* EXERCISE REQUIREMENTS
[1] According to the article on MacAllister Hall, in what year was the building remodeled into a dormitory?
[2] Why did the building get the name "Morgan Manor," according to the article on MacAllister Hall?

* SELECTED PASSAGE
MacAllister: A History of Haunts

MacAllister Hall

Photo by Amanda Palczynski

Kristina Ljujic and Heather Maricovich
Editorial Staff

You’d be hard-pressed to find a student at Carroll University who hasn’t heard one of the numerous ‘haunting’ stories about MacAllister Hall that have circulated the campus for nearly the past 70 years.

MacAllister Hall was originally built around 1895 by Carroll graduate George H. Wilbur, founder of the Wilbur Lumber Co. which went out of business in 1970. The Wilbur family lived in their home on the corner of East Ave. and College Ave. until George’s death in 1922. A newspaper account from that era described the mansion as “the handsomest and most costly in the village.”

In 1927, Lydia E. Morgan of Oshkosh donated money to the college for the purchase and renovation of the house. Named “Morgan Manor” in her honor, the building operated as the college’s library and a Civil War museum until 1942. In 1948 it was remodeled into a dormitory. It was around this time that reports of ‘ghostly’ activity started creeping up.

Nicknamed “The Morgue” by past Carroll students, Morgan Manor’s occupants over the years have reported hearing noises like doors opening and closing on their own, stairs creaking, moans and voices in the empty hallways as well as mysterious sounds that seemed to come from the walls. One morning in the 1970s, a student was reported to have woken up with a series of bloody scratches on his chest.

[Records in a dataset]
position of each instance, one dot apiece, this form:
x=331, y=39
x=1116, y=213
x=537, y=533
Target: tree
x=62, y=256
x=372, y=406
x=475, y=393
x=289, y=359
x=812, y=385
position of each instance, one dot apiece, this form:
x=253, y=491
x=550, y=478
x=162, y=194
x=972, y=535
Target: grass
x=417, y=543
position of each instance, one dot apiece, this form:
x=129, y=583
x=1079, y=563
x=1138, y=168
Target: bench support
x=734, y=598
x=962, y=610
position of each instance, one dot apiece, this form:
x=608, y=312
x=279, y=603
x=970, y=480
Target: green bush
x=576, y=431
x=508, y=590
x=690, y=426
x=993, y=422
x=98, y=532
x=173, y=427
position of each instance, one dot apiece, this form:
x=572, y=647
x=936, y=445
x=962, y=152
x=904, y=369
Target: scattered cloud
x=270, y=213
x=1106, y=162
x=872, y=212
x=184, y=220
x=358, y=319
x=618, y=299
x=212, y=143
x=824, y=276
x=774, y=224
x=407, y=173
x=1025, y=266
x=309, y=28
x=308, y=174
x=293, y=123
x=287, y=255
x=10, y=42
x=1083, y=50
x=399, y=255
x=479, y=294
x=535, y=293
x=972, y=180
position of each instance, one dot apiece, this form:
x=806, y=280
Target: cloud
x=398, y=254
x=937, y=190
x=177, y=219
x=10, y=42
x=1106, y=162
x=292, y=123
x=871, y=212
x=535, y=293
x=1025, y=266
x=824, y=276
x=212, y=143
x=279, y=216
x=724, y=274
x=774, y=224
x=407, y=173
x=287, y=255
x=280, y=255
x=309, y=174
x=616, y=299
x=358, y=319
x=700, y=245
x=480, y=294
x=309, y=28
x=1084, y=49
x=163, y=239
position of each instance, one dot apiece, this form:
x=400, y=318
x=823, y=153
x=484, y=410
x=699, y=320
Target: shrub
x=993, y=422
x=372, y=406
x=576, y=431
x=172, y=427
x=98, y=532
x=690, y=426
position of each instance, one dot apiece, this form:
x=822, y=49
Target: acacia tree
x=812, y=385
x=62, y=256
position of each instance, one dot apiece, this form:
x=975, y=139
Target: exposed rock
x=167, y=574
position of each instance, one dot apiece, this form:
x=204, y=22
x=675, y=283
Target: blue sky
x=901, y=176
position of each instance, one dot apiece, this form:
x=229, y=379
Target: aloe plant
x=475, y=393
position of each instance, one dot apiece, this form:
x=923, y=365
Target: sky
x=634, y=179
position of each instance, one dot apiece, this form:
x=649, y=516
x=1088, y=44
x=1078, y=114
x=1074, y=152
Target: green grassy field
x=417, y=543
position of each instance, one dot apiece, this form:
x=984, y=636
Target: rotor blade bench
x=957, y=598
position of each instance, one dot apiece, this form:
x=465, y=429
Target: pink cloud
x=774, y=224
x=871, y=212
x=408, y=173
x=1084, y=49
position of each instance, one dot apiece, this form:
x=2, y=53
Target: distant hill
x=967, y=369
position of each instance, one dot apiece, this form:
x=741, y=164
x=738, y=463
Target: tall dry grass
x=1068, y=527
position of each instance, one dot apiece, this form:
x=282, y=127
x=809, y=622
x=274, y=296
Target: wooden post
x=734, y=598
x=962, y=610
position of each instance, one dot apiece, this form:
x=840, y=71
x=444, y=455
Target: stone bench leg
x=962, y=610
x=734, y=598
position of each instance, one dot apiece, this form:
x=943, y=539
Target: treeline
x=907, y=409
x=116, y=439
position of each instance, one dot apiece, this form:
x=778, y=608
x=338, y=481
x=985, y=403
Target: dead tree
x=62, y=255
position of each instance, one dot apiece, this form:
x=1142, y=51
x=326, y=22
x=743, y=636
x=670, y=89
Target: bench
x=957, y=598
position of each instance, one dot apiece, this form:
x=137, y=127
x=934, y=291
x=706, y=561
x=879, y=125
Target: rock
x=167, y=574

* TASK RESULTS
[1] 1948

[2] In 1927, Lydia E. Morgan of Oshkosh donated money to the college for the purchase and renovation of the house, and it was named "Morgan Manor" in her honor.